--- Start of DATA TO PROCESS ---
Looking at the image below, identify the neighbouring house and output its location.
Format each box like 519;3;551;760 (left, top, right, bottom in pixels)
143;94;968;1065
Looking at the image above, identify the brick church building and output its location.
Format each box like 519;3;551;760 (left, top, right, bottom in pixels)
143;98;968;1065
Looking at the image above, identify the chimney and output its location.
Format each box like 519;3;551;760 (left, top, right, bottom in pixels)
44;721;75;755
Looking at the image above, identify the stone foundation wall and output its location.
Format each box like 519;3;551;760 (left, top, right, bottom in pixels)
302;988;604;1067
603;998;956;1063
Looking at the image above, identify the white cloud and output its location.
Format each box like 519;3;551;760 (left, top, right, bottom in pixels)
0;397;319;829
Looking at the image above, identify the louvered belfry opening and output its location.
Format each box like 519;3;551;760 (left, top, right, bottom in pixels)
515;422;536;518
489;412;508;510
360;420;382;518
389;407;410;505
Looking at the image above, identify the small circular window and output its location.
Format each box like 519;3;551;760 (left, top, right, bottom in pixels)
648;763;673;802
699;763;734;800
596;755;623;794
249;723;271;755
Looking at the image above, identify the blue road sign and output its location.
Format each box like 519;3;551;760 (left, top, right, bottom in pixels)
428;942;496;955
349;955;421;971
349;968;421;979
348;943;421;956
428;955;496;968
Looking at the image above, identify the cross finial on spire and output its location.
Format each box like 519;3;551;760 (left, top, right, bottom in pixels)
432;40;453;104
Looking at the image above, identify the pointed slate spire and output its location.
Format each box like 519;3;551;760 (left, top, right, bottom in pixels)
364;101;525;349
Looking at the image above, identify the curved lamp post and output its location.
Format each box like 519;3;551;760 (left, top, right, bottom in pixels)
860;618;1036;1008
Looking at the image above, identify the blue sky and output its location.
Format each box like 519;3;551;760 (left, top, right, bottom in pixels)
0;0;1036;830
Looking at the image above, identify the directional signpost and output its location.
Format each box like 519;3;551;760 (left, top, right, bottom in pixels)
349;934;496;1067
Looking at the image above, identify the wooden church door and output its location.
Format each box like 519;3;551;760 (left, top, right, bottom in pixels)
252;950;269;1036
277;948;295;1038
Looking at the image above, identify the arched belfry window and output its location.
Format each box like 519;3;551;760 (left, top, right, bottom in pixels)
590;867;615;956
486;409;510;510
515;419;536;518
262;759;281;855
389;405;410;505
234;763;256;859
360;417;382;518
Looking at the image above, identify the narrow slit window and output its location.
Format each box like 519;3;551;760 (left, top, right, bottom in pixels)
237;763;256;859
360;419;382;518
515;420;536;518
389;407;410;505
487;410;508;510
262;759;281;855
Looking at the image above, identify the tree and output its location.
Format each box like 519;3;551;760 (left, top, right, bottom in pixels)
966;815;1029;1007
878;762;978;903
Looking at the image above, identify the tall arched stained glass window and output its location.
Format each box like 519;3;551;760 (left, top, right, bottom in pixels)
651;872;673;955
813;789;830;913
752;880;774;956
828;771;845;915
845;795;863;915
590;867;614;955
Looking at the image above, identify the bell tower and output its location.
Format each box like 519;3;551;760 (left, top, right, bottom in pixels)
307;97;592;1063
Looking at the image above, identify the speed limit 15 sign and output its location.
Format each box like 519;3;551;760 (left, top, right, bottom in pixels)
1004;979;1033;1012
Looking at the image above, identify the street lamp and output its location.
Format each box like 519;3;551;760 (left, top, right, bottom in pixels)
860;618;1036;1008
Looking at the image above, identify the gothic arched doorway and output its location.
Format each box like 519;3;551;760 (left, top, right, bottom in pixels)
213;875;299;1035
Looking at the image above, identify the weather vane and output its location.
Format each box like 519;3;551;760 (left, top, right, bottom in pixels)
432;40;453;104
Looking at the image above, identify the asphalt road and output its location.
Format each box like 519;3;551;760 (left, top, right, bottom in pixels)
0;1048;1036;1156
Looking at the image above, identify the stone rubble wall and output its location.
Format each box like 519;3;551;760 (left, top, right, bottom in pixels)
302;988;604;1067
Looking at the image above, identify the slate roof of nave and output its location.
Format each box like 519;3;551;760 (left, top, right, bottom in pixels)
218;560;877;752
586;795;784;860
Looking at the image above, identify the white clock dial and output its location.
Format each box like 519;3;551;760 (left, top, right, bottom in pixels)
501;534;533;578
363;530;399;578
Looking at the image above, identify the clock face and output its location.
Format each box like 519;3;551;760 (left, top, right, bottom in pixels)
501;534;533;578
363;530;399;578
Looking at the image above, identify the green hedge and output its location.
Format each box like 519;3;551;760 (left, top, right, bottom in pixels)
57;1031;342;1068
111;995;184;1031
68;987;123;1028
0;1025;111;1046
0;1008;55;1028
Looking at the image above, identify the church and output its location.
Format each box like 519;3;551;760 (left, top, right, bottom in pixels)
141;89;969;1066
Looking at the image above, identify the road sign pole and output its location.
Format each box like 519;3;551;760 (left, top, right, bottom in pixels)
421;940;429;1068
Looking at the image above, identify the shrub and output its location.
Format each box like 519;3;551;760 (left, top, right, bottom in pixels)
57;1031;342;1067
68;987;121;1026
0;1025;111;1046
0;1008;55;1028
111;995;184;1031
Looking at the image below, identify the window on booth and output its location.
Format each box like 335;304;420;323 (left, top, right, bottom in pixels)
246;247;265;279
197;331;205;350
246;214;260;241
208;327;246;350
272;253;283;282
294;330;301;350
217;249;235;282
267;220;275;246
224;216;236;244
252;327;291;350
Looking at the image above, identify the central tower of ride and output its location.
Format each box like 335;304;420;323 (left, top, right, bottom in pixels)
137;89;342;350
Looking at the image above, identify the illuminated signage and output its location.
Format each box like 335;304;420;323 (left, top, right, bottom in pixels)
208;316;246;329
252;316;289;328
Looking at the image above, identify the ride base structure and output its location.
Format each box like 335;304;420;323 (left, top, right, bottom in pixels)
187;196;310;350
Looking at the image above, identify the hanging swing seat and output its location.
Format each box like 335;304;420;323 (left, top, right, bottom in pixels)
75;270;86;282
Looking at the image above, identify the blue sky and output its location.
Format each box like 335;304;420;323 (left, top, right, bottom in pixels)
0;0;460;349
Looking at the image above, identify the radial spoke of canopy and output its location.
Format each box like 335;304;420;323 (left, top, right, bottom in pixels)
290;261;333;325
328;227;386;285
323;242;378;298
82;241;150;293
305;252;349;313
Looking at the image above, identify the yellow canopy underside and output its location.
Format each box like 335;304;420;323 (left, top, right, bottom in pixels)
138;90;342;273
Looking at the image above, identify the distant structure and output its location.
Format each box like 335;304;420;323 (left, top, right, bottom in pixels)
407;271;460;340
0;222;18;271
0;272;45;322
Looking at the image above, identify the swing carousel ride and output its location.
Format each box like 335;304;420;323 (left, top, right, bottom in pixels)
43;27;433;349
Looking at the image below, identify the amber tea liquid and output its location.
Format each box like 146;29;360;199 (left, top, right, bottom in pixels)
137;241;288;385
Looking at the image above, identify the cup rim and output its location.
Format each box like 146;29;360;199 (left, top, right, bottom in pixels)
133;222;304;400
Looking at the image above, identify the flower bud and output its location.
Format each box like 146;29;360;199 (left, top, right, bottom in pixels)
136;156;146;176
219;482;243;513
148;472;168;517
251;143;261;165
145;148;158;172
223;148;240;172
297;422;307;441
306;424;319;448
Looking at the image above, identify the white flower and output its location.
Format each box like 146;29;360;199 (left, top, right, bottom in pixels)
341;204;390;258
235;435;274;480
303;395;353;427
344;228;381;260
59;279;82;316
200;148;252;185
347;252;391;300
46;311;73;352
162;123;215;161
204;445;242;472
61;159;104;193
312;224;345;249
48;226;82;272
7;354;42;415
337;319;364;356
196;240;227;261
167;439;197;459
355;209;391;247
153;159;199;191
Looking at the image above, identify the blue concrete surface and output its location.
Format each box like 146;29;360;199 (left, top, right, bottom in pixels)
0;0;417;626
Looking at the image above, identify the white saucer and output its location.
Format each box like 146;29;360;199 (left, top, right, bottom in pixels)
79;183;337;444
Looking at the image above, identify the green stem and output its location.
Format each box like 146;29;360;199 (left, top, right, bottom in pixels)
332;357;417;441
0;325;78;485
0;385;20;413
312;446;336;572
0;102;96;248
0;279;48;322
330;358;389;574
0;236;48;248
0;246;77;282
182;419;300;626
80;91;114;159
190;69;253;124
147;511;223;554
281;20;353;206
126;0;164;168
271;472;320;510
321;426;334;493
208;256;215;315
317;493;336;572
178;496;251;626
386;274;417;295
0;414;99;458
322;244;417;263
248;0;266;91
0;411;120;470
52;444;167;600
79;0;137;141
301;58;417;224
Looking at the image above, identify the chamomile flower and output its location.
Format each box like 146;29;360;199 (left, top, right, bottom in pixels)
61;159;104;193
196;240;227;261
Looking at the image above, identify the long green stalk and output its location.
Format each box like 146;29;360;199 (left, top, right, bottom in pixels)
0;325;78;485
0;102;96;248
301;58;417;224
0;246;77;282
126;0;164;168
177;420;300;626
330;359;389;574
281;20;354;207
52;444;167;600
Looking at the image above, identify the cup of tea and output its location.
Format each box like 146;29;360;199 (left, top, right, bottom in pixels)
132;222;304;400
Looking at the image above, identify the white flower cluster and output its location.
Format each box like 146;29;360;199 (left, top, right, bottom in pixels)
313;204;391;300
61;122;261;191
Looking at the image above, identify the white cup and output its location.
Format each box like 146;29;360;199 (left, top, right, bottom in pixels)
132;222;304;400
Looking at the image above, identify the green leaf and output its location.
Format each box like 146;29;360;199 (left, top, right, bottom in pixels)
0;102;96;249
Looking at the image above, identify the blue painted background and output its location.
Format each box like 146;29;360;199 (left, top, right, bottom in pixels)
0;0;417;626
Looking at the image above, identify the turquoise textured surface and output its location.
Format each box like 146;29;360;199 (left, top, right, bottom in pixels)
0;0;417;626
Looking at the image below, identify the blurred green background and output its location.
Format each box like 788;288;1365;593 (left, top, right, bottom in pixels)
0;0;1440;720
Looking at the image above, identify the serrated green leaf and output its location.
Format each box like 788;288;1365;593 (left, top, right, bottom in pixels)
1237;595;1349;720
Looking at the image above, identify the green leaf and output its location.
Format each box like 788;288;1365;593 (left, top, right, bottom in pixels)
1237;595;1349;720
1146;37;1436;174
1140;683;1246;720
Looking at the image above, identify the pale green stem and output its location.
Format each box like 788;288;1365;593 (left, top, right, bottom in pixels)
--- End of DATA TO PROCESS ---
• **THE PROBLEM**: Write out the stretch of material from the line containing "Looking at the image above, identify the chimney" through the line containing "0;397;319;829", swapping in "gray cloud" wherever "white cloud" appears and leaving everything else unchanged.

• **TASK RESULT**:
Looking at the image above, identify the chimney and output its location.
Format each box like 519;3;551;760 (left, top, right, bottom in pixels)
44;721;75;755
Looking at the image above, identify the stone foundation wall and output its location.
Format each box like 519;3;551;760 (left, top, right, bottom in pixels)
302;988;604;1067
603;998;956;1063
Looking at the image above, identify the gray cloud and output its location.
Format each box like 519;3;551;760 (left, top, right, bottom in pixels)
0;397;319;829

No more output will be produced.